PAGE EXCERPT below:

80% of Apartment Renters Paid Rent in First Week of May
The National Multifamily Housing Council’s Rent Payment Tracker found that more people made a full or partial rent payment in the first six days…
The National Multifamily Housing Council’s Rent Payment Tracker found that more people made a full or partial rent payment in the first six days of May compared to the same period in April, despite the ongoing economic hardships related to coronavirus.
By May 6, 80.2% of apartment households had paid at least some rent, according to the NMHC’s survey of 11.4 million professionally managed apartment units across the United States.
That’s 1.5 percentage points lower than the share who paid rent in the first six days of May 2019, and just over two percentage points higher than the share who paid in the first six days of April 2020.
NMHC President Doug Bibby said he expects the payment rate to continue to rise during the rest of May as financial assistance reaches renters’ bank accounts.

End of PAGE EXCERPT.
GIVEN ENTRIES below:

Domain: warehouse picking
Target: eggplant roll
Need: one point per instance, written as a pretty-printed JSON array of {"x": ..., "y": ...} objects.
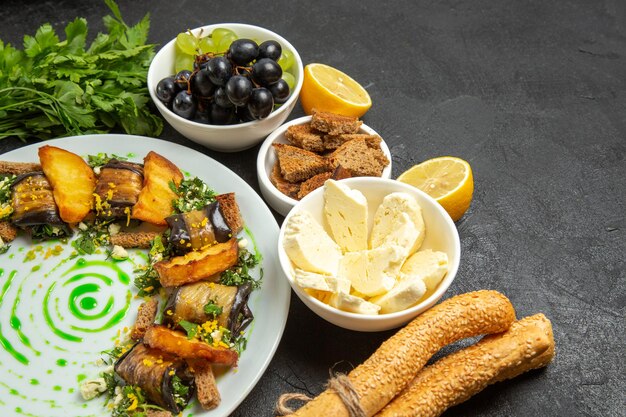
[
  {"x": 198, "y": 229},
  {"x": 188, "y": 301},
  {"x": 33, "y": 202},
  {"x": 153, "y": 371},
  {"x": 118, "y": 188}
]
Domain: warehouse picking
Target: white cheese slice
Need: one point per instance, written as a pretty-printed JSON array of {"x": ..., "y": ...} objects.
[
  {"x": 319, "y": 282},
  {"x": 404, "y": 295},
  {"x": 308, "y": 245},
  {"x": 389, "y": 217},
  {"x": 346, "y": 213},
  {"x": 352, "y": 304},
  {"x": 427, "y": 265},
  {"x": 372, "y": 272}
]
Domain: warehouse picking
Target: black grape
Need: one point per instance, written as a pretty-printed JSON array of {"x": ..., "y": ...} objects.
[
  {"x": 271, "y": 50},
  {"x": 260, "y": 103},
  {"x": 266, "y": 71},
  {"x": 238, "y": 90},
  {"x": 184, "y": 105},
  {"x": 242, "y": 51},
  {"x": 280, "y": 91},
  {"x": 201, "y": 84},
  {"x": 166, "y": 90},
  {"x": 220, "y": 70}
]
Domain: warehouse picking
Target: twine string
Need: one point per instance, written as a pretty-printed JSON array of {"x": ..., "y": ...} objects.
[{"x": 340, "y": 383}]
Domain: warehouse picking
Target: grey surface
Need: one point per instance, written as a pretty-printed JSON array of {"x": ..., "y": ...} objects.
[{"x": 532, "y": 94}]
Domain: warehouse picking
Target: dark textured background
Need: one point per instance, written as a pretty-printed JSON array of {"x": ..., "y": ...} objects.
[{"x": 532, "y": 94}]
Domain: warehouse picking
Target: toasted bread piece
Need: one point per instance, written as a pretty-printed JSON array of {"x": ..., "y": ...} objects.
[
  {"x": 332, "y": 142},
  {"x": 362, "y": 157},
  {"x": 197, "y": 265},
  {"x": 139, "y": 240},
  {"x": 17, "y": 168},
  {"x": 146, "y": 315},
  {"x": 318, "y": 180},
  {"x": 176, "y": 343},
  {"x": 288, "y": 188},
  {"x": 305, "y": 137},
  {"x": 72, "y": 181},
  {"x": 230, "y": 211},
  {"x": 206, "y": 387},
  {"x": 334, "y": 124},
  {"x": 155, "y": 199},
  {"x": 8, "y": 232},
  {"x": 298, "y": 164},
  {"x": 158, "y": 413}
]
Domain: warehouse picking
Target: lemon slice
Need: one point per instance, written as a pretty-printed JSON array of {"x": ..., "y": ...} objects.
[
  {"x": 325, "y": 88},
  {"x": 447, "y": 179}
]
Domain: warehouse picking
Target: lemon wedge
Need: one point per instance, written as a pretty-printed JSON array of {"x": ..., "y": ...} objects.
[
  {"x": 447, "y": 179},
  {"x": 327, "y": 89}
]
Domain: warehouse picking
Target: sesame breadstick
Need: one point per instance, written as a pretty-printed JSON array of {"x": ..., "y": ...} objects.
[
  {"x": 396, "y": 362},
  {"x": 527, "y": 345}
]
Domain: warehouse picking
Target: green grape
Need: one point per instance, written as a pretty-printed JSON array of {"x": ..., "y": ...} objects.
[
  {"x": 225, "y": 42},
  {"x": 207, "y": 44},
  {"x": 289, "y": 79},
  {"x": 219, "y": 33},
  {"x": 286, "y": 60},
  {"x": 187, "y": 43},
  {"x": 183, "y": 61}
]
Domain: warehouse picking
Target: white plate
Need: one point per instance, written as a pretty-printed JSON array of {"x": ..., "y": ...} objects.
[{"x": 41, "y": 377}]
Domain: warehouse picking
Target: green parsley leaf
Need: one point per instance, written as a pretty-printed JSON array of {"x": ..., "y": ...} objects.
[
  {"x": 190, "y": 328},
  {"x": 212, "y": 309},
  {"x": 57, "y": 87}
]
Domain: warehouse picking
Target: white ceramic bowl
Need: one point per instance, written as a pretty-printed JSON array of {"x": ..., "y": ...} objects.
[
  {"x": 441, "y": 235},
  {"x": 229, "y": 138},
  {"x": 266, "y": 159}
]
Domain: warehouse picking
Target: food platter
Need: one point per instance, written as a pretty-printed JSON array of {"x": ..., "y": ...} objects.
[{"x": 58, "y": 312}]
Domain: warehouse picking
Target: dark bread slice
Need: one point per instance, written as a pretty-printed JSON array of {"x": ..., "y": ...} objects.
[
  {"x": 17, "y": 168},
  {"x": 335, "y": 124},
  {"x": 305, "y": 137},
  {"x": 332, "y": 142},
  {"x": 362, "y": 157},
  {"x": 8, "y": 232},
  {"x": 206, "y": 388},
  {"x": 288, "y": 188},
  {"x": 230, "y": 211},
  {"x": 146, "y": 314},
  {"x": 297, "y": 164}
]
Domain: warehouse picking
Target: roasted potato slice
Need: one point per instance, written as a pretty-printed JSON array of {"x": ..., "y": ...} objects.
[
  {"x": 72, "y": 181},
  {"x": 176, "y": 343},
  {"x": 155, "y": 199},
  {"x": 197, "y": 265}
]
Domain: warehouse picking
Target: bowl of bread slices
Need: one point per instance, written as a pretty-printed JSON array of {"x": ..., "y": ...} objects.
[
  {"x": 302, "y": 154},
  {"x": 368, "y": 253}
]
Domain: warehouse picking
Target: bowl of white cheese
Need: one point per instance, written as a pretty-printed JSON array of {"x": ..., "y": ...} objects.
[{"x": 368, "y": 253}]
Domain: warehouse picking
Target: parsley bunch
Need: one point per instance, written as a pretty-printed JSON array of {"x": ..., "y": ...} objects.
[{"x": 62, "y": 87}]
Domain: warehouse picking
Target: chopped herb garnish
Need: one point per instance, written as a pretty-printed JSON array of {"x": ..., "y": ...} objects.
[
  {"x": 193, "y": 194},
  {"x": 190, "y": 328},
  {"x": 212, "y": 309},
  {"x": 102, "y": 159},
  {"x": 240, "y": 273},
  {"x": 5, "y": 196},
  {"x": 48, "y": 231}
]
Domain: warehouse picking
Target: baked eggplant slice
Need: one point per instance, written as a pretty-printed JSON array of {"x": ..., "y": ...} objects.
[
  {"x": 118, "y": 188},
  {"x": 155, "y": 372},
  {"x": 198, "y": 229},
  {"x": 34, "y": 205},
  {"x": 197, "y": 265},
  {"x": 188, "y": 302}
]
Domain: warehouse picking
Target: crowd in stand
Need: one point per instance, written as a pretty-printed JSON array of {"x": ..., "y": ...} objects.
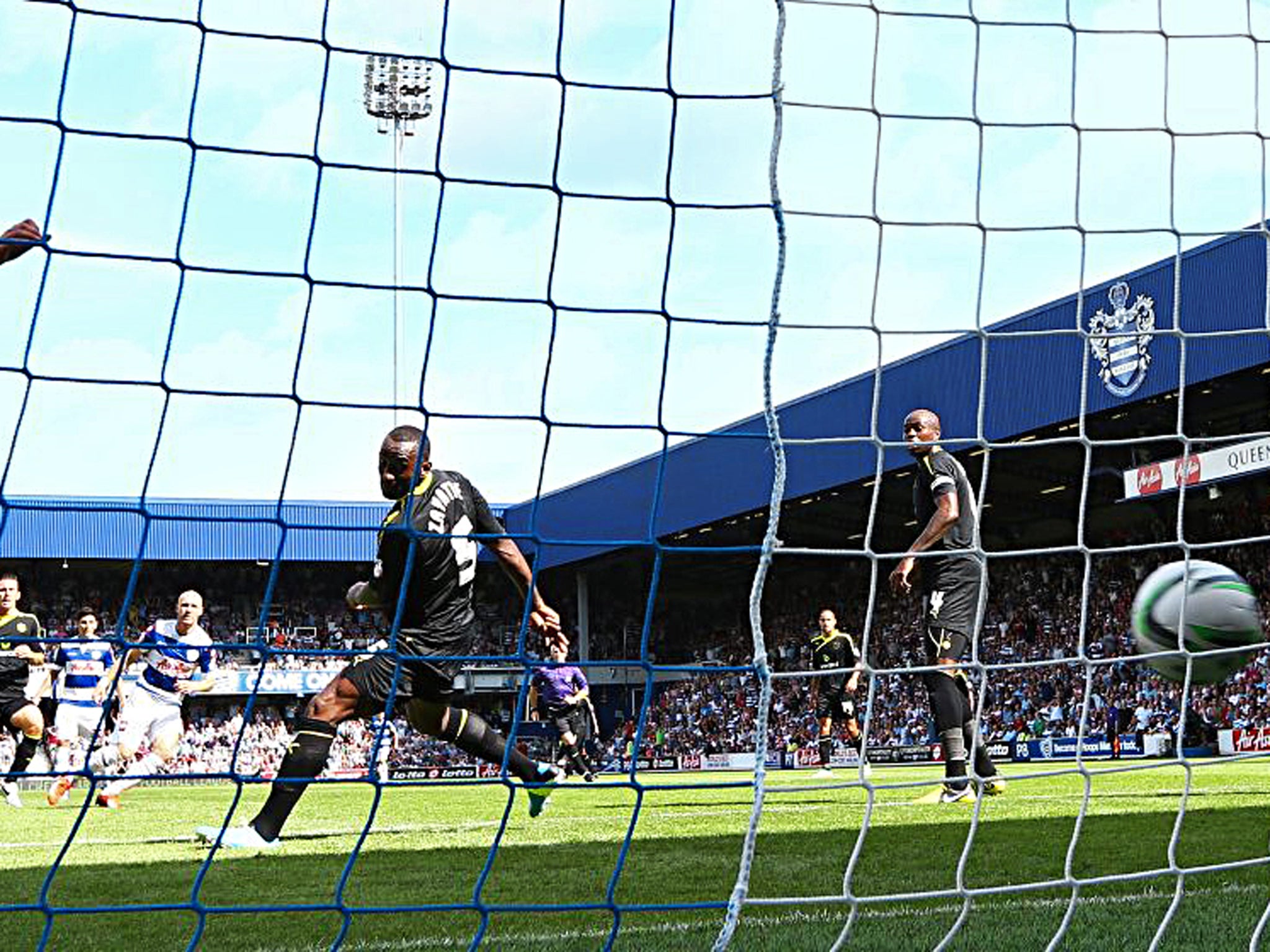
[{"x": 1034, "y": 681}]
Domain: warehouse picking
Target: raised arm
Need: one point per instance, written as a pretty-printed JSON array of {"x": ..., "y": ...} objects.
[{"x": 544, "y": 619}]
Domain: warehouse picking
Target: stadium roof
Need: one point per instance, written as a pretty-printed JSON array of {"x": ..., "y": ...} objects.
[
  {"x": 60, "y": 527},
  {"x": 1034, "y": 369}
]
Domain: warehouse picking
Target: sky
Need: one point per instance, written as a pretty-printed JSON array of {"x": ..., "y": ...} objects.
[{"x": 940, "y": 170}]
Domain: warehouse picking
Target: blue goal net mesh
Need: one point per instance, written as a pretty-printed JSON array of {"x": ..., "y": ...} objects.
[{"x": 597, "y": 232}]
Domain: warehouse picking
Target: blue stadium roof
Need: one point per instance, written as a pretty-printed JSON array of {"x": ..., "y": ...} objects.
[
  {"x": 42, "y": 527},
  {"x": 218, "y": 530},
  {"x": 1036, "y": 368},
  {"x": 1036, "y": 371}
]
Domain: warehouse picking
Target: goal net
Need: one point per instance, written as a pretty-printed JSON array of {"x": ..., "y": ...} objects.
[{"x": 600, "y": 232}]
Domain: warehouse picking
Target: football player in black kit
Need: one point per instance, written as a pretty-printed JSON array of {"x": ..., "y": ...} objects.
[
  {"x": 832, "y": 694},
  {"x": 19, "y": 651},
  {"x": 944, "y": 501},
  {"x": 433, "y": 513}
]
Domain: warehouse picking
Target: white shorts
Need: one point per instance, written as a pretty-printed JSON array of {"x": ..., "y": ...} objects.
[
  {"x": 145, "y": 716},
  {"x": 76, "y": 723}
]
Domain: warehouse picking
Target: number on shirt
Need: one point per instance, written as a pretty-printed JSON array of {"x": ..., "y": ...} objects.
[{"x": 465, "y": 550}]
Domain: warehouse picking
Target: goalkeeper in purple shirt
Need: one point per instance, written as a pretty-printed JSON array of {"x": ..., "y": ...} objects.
[{"x": 562, "y": 696}]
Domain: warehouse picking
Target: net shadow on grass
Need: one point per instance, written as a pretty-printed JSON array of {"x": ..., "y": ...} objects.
[{"x": 283, "y": 895}]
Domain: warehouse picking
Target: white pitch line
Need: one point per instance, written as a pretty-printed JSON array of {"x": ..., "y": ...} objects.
[
  {"x": 548, "y": 940},
  {"x": 651, "y": 811}
]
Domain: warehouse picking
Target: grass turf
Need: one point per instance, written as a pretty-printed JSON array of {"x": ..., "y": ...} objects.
[{"x": 429, "y": 847}]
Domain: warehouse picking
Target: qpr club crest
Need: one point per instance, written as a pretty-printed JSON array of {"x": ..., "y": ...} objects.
[{"x": 1123, "y": 340}]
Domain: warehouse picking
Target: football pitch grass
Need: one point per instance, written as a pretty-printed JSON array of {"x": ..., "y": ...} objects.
[{"x": 429, "y": 844}]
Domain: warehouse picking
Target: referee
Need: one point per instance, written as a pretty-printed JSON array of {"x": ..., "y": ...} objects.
[
  {"x": 561, "y": 696},
  {"x": 951, "y": 580}
]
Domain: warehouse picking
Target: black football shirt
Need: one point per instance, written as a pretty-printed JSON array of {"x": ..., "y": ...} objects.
[
  {"x": 954, "y": 560},
  {"x": 14, "y": 671},
  {"x": 442, "y": 511}
]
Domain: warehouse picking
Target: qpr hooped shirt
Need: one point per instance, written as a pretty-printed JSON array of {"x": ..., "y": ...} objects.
[
  {"x": 82, "y": 664},
  {"x": 175, "y": 658}
]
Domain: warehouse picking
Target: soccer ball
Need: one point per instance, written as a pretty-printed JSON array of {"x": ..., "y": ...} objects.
[{"x": 1220, "y": 612}]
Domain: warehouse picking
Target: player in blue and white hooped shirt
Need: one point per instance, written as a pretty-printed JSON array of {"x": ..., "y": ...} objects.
[
  {"x": 81, "y": 668},
  {"x": 175, "y": 650}
]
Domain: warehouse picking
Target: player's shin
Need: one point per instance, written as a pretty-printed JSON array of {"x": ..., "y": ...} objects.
[
  {"x": 575, "y": 758},
  {"x": 984, "y": 765},
  {"x": 104, "y": 759},
  {"x": 138, "y": 771},
  {"x": 25, "y": 751},
  {"x": 305, "y": 759},
  {"x": 470, "y": 734},
  {"x": 948, "y": 705}
]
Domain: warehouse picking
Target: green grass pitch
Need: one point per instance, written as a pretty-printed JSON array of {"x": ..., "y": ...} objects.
[{"x": 429, "y": 845}]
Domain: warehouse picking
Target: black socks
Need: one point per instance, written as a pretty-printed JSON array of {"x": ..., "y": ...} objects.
[
  {"x": 470, "y": 734},
  {"x": 305, "y": 759},
  {"x": 25, "y": 751}
]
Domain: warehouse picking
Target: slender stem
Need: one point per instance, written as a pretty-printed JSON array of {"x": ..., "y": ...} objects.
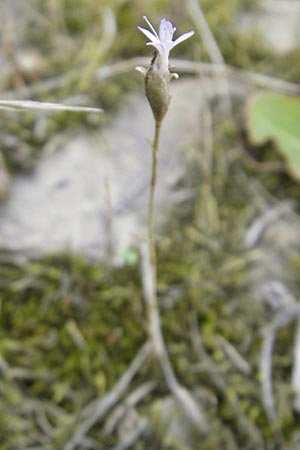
[{"x": 152, "y": 192}]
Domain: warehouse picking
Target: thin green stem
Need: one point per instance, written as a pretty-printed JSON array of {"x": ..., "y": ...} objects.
[{"x": 152, "y": 193}]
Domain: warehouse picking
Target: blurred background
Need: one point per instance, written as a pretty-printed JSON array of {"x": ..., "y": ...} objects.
[{"x": 73, "y": 205}]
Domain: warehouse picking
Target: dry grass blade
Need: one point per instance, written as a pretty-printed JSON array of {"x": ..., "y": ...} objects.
[
  {"x": 296, "y": 369},
  {"x": 98, "y": 409},
  {"x": 135, "y": 397},
  {"x": 244, "y": 425},
  {"x": 132, "y": 437},
  {"x": 182, "y": 395},
  {"x": 29, "y": 105},
  {"x": 288, "y": 314}
]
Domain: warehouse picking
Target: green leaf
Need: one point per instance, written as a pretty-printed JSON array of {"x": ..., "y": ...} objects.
[{"x": 277, "y": 118}]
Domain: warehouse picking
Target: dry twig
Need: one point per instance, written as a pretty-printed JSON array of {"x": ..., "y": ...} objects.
[
  {"x": 190, "y": 407},
  {"x": 95, "y": 411},
  {"x": 288, "y": 314}
]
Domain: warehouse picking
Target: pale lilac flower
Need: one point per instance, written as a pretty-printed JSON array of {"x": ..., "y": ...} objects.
[{"x": 163, "y": 41}]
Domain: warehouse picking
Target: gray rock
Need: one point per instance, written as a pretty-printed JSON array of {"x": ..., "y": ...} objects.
[
  {"x": 277, "y": 21},
  {"x": 91, "y": 193}
]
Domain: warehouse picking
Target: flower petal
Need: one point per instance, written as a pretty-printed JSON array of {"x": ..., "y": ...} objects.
[
  {"x": 183, "y": 37},
  {"x": 149, "y": 35},
  {"x": 166, "y": 30},
  {"x": 150, "y": 25}
]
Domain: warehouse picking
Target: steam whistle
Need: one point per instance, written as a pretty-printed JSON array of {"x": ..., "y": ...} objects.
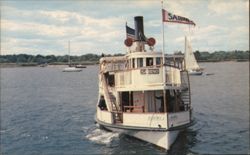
[{"x": 139, "y": 37}]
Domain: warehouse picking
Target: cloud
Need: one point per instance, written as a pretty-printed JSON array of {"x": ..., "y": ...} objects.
[{"x": 220, "y": 7}]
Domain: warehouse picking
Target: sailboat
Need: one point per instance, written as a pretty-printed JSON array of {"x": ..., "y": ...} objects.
[
  {"x": 190, "y": 62},
  {"x": 70, "y": 68}
]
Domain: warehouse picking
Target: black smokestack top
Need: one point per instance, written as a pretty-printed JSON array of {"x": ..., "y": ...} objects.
[{"x": 139, "y": 30}]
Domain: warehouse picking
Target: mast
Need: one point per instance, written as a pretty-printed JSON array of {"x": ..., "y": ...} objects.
[
  {"x": 163, "y": 47},
  {"x": 69, "y": 53},
  {"x": 163, "y": 61}
]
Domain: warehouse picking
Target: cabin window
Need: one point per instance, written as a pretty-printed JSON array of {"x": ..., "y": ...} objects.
[
  {"x": 133, "y": 63},
  {"x": 102, "y": 104},
  {"x": 140, "y": 62},
  {"x": 158, "y": 61},
  {"x": 149, "y": 62},
  {"x": 111, "y": 80}
]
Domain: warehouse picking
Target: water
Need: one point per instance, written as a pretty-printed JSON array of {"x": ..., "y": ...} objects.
[{"x": 47, "y": 111}]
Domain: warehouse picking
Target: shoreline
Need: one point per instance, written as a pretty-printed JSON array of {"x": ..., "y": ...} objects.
[{"x": 10, "y": 65}]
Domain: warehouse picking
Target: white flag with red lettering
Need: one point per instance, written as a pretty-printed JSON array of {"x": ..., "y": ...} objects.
[{"x": 169, "y": 17}]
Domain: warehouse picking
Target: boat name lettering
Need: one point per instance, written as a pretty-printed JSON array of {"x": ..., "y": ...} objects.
[
  {"x": 153, "y": 71},
  {"x": 173, "y": 117},
  {"x": 156, "y": 118},
  {"x": 149, "y": 71},
  {"x": 143, "y": 71}
]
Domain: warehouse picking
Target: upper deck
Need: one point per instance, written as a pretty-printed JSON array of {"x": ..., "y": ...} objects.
[{"x": 144, "y": 71}]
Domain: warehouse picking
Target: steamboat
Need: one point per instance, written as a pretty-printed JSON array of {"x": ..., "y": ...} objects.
[{"x": 145, "y": 93}]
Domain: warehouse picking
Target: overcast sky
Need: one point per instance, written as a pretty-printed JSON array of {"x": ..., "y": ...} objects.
[{"x": 98, "y": 26}]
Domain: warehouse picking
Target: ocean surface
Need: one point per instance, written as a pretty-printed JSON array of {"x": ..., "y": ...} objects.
[{"x": 50, "y": 112}]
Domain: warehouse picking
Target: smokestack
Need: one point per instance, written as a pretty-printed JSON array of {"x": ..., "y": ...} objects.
[{"x": 139, "y": 30}]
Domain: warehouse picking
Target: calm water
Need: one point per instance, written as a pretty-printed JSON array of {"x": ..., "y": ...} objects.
[{"x": 47, "y": 111}]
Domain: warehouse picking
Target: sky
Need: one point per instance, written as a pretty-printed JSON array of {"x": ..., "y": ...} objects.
[{"x": 98, "y": 26}]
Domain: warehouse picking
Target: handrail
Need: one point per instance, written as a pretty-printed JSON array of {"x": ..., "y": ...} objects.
[
  {"x": 106, "y": 92},
  {"x": 104, "y": 84},
  {"x": 133, "y": 107}
]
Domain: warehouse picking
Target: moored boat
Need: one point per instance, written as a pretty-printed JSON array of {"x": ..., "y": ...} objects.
[
  {"x": 71, "y": 68},
  {"x": 141, "y": 95},
  {"x": 190, "y": 62}
]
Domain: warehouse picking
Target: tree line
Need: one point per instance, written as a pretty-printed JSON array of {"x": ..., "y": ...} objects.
[{"x": 94, "y": 58}]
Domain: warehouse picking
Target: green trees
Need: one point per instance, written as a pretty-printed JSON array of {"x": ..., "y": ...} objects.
[{"x": 39, "y": 59}]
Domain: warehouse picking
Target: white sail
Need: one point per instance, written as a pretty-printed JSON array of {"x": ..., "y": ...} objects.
[{"x": 191, "y": 63}]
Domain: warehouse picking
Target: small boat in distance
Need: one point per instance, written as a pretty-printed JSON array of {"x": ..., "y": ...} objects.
[
  {"x": 71, "y": 68},
  {"x": 190, "y": 62},
  {"x": 80, "y": 66},
  {"x": 142, "y": 96}
]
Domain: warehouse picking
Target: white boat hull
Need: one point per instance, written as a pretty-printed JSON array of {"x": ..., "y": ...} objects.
[{"x": 163, "y": 139}]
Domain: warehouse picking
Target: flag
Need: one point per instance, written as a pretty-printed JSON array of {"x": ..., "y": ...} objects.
[
  {"x": 130, "y": 32},
  {"x": 169, "y": 17}
]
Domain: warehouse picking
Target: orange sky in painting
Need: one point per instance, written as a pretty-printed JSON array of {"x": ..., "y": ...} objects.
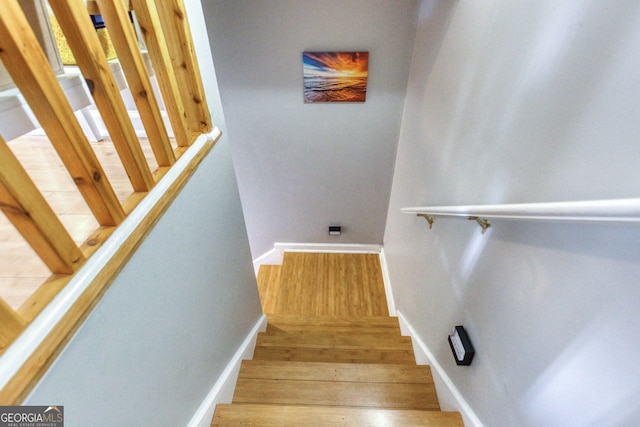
[{"x": 352, "y": 64}]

End of GIVEN ENTRIES.

DIRECTIONS:
1: Copy the passage of the rent payment article word for word, starting with "80% of Apartment" and going on through "related to coronavirus.".
2: Answer these questions using the rent payment article.
(a) How many apartment units did the survey cover?
(b) What share of apartment households had paid at least some rent by May 6?
(c) Who is the president of the NMHC?

TASK-BY-TASK RESULTS:
1:
80% of Apartment Renters Paid Rent in First Week of May
The National Multifamily Housing Council’s Rent Payment Tracker found that more people made a full or partial rent payment in the first six days…
The National Multifamily Housing Council’s Rent Payment Tracker found that more people made a full or partial rent payment in the first six days of May compared to the same period in April, despite the ongoing economic hardships related to coronavirus.

2:
(a) 11.4 million professionally managed apartment units across the United States
(b) 80.2%
(c) Doug Bibby